## Passage provided
Pathways among the trees and new playground equipment draws residents from the surrounding neighborhood to enjoy the beauty of one of Tacoma’s first parks (1901).
McKinley Park Wetlands
This park boasts four streams and four wetlands. The largest of the wetlands was enhanced and expanded. It is considered a wetland of local significance by the City of Tacoma and provides many valuable benefits to the community.
Wetlands are, by definition, transitional areas between land and water. Wetlands support specialized plants, offer refuge and habitat for many species of fish, birds, and wildlife. Wetlands contain rich nutrients, absorb stormwater during floods, and clean water by filtering out pollutants and sediment. Wetlands are important ecosystems that can help restore the balance for both wildlife and people.
McKinley Park is NOT an off-leash dog park
Only leashed dogs are allowed to visit McKinley Park in compliance with the McKinley Park Stewardship Plan and the City of Tacoma’s Critical Areas Protection Ordinance.

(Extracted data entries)
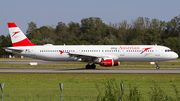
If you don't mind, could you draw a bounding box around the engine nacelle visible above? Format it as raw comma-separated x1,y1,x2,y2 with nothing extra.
99,58,120,67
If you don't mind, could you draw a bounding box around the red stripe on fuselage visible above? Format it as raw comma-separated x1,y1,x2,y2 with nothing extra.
8,23,17,28
12,38,36,47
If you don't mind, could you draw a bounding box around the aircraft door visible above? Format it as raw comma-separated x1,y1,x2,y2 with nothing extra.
31,47,36,58
155,47,160,56
120,49,125,56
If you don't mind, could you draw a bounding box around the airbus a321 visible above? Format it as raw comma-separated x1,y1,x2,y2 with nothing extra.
4,23,178,69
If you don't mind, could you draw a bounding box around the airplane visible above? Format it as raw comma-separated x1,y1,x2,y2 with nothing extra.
4,22,178,69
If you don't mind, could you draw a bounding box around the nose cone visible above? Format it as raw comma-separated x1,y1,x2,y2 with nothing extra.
172,52,179,59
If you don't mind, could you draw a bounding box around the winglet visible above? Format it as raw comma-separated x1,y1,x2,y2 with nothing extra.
7,22,36,47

## Tasks to carry out
1) Write out, word for word, the part of the McKinley Park text that opens with the words containing "Wetlands are, by" and closes with "wildlife and people.".
2) Pick up the McKinley Park text after its last sentence and keep writing.
The records have nothing to do with this.

## Results
1)
Wetlands are, by definition, transitional areas between land and water. Wetlands support specialized plants, offer refuge and habitat for many species of fish, birds, and wildlife. Wetlands contain rich nutrients, absorb stormwater during floods, and clean water by filtering out pollutants and sediment. Wetlands are important ecosystems that can help restore the balance for both wildlife and people.

2)
On April 11, 1901 the Tacoma Land and Improvement Company donated 22 acres on the east side of the City to be “…perpetually used and enjoyed as a public park.” The land was named East Park. Crews set to work building footpaths and bridle trails throughout the park interspersed with flowerbeds and rustic seating.
Soon after the park was dedicated, President McKinley and his wife, Ida, planned to visit Tacoma. But Ida, who was epileptic, suffered a seizure while they were in San Francisco, and the McKinleys never came to Washington. Several months later President McKinley was shot by an assassin while attending the Buffalo Pan-American Exposition. He died eight days later on September 14, 1901. The next day Martin Hoveland, the foreman of a landscaping crew working in the park, said, “Boys, from now on, this is McKinley Park.” Three weeks later, the Board of Park Commissioners adopted a resolution changing the name of the park from East Park to McKinley Park as a memorial to the country’s 25th president.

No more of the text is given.